## The task
Once you find the line in the listing below that contains "Target: wooden display crate stack", copy it and every following line exactly, stopping at the end.

## Data shown
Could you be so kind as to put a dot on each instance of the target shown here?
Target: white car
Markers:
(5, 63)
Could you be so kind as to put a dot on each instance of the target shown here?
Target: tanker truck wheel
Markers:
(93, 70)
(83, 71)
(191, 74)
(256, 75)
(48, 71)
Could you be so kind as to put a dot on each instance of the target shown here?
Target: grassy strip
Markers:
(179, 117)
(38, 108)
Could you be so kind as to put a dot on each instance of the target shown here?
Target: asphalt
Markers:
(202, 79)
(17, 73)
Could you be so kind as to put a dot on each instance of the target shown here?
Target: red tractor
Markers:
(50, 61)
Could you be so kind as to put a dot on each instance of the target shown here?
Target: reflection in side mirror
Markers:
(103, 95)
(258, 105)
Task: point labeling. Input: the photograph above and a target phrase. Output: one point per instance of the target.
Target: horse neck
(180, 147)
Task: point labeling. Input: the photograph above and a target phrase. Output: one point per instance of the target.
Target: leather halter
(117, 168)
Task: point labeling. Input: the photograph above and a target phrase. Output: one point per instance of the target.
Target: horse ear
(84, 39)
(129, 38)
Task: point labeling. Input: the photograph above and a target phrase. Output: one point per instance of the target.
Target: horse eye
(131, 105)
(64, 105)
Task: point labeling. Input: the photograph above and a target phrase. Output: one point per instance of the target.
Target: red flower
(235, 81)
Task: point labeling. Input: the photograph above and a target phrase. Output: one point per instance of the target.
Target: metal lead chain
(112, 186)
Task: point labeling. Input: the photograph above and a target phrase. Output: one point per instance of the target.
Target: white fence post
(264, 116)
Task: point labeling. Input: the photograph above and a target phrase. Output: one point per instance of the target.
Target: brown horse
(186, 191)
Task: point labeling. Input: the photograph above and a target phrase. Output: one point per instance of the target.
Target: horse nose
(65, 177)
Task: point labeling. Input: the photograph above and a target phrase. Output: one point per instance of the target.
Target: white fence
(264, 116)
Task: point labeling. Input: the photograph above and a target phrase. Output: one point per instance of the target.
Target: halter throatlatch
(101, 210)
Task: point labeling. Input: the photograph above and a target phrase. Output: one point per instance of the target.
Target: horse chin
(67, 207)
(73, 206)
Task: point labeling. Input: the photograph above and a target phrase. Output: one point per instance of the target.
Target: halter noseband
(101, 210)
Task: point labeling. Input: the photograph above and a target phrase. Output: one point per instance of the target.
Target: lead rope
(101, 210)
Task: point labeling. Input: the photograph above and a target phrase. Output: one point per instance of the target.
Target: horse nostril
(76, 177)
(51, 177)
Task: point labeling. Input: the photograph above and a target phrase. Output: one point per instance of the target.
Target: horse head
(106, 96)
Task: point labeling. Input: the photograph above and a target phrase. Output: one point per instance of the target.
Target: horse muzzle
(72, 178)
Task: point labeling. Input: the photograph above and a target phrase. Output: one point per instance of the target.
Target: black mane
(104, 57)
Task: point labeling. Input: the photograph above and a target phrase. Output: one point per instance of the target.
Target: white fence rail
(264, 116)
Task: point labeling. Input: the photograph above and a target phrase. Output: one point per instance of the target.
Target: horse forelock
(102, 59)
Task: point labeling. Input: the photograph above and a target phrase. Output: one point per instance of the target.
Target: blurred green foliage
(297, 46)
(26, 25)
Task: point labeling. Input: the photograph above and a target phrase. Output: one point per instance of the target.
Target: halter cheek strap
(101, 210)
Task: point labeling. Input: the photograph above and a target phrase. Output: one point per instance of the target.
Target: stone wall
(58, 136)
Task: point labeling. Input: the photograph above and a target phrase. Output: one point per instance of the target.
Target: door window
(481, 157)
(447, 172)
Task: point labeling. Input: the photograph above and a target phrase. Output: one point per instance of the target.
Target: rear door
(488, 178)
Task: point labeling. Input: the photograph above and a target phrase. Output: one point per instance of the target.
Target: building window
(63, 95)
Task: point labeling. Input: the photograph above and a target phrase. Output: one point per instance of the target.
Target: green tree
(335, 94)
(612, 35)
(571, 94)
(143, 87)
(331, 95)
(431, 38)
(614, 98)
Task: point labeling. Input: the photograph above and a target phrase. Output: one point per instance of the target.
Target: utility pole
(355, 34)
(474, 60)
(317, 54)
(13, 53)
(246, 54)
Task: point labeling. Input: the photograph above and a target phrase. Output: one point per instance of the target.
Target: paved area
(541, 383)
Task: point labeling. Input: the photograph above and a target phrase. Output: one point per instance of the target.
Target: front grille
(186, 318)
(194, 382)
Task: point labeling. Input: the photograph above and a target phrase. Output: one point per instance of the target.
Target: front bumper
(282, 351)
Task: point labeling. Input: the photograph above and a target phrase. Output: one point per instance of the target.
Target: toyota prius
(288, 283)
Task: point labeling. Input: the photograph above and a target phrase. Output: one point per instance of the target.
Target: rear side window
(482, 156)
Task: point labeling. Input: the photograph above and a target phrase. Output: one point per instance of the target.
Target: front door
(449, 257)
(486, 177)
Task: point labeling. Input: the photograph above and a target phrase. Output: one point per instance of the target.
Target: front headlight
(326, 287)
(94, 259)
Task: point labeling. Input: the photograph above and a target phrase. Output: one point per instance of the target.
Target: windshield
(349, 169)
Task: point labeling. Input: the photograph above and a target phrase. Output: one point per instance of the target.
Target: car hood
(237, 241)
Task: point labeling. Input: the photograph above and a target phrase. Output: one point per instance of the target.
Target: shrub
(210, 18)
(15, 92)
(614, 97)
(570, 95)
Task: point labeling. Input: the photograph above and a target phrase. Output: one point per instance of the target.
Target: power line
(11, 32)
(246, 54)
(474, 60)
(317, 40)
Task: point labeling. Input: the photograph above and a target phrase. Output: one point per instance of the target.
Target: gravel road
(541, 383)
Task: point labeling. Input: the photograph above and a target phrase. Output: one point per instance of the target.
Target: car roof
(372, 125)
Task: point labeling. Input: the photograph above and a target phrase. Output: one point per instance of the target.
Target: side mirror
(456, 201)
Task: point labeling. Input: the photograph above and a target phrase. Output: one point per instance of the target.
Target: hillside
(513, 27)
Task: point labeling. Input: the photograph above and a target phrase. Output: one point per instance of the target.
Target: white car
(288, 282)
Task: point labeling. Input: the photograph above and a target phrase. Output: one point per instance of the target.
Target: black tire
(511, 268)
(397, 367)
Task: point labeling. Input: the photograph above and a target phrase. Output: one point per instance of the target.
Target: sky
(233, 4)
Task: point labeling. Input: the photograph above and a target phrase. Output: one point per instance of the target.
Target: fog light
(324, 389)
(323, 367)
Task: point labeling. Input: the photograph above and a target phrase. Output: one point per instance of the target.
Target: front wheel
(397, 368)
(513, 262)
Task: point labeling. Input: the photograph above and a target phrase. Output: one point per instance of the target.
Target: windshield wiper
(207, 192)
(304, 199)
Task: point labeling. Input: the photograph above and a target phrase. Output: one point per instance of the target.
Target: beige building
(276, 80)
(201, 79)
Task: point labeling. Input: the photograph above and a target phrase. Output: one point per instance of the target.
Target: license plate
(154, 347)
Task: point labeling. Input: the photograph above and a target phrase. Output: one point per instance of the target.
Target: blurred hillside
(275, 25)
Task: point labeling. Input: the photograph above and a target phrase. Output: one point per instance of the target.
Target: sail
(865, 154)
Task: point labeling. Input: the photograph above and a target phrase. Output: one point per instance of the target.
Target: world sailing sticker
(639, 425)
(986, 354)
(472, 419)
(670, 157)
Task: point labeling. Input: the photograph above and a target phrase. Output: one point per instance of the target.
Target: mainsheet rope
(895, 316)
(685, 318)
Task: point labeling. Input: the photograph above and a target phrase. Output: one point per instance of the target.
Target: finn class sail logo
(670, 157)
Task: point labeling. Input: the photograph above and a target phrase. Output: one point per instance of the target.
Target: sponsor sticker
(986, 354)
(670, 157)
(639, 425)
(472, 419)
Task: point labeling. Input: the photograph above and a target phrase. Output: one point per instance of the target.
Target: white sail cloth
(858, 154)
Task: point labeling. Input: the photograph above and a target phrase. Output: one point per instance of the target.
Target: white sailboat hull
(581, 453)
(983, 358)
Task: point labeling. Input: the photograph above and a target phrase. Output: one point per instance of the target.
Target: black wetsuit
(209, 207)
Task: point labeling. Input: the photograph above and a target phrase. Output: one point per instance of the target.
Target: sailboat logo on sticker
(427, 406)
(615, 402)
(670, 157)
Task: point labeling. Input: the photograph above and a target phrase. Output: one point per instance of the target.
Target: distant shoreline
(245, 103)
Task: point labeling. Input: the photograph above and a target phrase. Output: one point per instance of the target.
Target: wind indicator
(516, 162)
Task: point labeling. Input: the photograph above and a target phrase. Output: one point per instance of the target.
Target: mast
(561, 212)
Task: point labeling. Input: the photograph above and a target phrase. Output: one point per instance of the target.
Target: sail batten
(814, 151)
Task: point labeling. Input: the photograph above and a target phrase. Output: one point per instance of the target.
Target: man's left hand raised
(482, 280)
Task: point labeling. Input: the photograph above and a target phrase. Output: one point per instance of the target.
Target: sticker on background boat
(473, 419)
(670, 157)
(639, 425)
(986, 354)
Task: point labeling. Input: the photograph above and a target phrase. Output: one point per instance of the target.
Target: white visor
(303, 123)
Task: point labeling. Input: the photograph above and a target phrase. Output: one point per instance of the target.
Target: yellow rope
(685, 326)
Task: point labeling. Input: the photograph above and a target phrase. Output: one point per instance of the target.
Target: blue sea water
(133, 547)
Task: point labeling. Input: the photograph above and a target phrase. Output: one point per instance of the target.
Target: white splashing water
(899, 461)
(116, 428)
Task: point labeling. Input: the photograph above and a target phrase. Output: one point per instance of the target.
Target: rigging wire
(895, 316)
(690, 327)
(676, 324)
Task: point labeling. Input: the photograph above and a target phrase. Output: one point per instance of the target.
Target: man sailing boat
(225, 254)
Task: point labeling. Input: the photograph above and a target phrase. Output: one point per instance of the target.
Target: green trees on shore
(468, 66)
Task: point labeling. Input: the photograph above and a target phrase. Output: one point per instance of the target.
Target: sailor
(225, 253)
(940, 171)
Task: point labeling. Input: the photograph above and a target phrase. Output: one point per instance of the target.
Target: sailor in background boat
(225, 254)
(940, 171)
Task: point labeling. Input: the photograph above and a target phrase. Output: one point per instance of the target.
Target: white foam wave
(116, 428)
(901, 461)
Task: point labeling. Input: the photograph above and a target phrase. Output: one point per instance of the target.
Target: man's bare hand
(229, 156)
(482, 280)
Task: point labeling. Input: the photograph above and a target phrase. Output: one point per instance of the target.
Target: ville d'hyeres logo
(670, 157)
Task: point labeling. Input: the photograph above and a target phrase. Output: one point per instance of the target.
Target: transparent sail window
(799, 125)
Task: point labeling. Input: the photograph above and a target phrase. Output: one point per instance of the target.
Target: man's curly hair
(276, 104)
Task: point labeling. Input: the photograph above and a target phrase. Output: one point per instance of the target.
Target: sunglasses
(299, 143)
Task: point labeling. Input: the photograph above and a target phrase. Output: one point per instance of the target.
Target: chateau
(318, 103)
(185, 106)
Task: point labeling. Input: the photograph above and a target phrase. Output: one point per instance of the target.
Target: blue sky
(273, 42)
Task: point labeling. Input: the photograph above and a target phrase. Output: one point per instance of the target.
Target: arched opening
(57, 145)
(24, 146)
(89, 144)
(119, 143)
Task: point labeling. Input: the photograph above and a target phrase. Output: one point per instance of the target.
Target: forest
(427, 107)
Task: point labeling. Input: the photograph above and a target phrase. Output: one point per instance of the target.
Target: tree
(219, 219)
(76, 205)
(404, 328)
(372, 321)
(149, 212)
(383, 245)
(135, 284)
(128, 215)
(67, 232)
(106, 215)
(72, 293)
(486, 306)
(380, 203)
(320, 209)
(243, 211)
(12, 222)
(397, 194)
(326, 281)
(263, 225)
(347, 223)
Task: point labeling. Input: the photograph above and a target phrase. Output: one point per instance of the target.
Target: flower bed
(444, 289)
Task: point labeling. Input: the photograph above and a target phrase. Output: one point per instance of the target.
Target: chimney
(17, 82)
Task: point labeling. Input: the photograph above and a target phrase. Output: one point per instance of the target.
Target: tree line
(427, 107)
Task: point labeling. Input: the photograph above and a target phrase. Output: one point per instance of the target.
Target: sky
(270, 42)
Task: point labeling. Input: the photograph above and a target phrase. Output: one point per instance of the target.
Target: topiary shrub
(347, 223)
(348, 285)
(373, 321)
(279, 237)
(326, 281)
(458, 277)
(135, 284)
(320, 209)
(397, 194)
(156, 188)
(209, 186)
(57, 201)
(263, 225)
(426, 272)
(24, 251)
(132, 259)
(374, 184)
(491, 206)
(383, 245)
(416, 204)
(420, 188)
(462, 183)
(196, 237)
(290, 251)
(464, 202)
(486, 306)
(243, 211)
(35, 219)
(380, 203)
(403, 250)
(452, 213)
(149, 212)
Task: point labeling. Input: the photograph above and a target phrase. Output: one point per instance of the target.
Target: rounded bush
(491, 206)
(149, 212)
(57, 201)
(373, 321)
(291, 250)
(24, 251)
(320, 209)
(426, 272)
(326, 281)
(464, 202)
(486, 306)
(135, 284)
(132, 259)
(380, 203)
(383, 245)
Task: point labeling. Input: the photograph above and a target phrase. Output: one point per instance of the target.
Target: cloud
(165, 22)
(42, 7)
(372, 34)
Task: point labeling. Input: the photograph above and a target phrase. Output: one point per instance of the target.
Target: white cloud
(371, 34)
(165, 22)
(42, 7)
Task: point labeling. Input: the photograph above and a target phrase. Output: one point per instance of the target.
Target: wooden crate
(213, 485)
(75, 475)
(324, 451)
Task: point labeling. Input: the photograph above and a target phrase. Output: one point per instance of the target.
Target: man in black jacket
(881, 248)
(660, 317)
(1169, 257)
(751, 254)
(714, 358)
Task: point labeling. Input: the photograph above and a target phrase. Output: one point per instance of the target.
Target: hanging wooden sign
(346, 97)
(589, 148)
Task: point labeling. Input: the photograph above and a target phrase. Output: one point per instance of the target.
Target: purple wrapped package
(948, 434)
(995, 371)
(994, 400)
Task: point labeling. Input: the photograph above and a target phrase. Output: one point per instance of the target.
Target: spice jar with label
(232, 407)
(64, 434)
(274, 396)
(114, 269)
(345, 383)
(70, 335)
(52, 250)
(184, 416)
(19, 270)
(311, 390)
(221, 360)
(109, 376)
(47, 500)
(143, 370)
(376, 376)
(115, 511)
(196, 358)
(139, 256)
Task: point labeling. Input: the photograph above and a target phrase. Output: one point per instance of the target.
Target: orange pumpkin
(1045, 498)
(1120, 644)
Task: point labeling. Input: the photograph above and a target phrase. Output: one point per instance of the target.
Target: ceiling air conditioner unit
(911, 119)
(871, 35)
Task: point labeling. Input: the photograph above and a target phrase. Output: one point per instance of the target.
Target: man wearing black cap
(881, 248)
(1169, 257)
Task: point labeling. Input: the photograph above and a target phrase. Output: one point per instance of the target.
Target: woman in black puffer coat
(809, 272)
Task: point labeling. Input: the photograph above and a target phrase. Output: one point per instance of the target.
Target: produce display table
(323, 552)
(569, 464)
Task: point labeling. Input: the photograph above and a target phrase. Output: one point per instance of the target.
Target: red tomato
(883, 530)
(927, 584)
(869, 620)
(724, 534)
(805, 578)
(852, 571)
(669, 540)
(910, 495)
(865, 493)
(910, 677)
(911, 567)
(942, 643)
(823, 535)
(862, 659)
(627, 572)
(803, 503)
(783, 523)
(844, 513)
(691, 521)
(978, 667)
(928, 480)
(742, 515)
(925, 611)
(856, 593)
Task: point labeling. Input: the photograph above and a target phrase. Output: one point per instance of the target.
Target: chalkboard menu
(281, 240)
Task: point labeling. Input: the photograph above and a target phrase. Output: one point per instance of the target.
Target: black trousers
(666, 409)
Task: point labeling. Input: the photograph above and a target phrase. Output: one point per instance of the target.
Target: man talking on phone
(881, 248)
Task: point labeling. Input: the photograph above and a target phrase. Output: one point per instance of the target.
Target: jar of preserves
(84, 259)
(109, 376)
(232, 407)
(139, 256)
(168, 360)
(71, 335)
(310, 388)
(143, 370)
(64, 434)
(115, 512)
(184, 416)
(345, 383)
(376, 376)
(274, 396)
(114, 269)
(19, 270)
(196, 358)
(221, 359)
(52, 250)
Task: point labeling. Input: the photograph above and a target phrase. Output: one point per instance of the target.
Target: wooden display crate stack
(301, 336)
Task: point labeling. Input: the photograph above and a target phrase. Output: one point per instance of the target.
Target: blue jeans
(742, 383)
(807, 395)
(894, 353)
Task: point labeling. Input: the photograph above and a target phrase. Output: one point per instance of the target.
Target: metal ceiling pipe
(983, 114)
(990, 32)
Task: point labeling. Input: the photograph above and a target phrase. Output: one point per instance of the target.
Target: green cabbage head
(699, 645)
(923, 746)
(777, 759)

## Task solution
Target: wooden display crate stack
(301, 336)
Task: point labeling. Input: the photograph above and a target phrase. Output: one point per instance of the target.
Target: blue jeans
(742, 383)
(807, 395)
(894, 353)
Task: point labeling. Input: the photograph above and a target phrase. Output: one point per instance of the target.
Target: metal ceiling pipe
(983, 114)
(990, 32)
Task: point labeling. Input: the photograph above and a target phrase. Output: one point per instance of the target.
Target: green cabbage head
(699, 645)
(923, 746)
(777, 759)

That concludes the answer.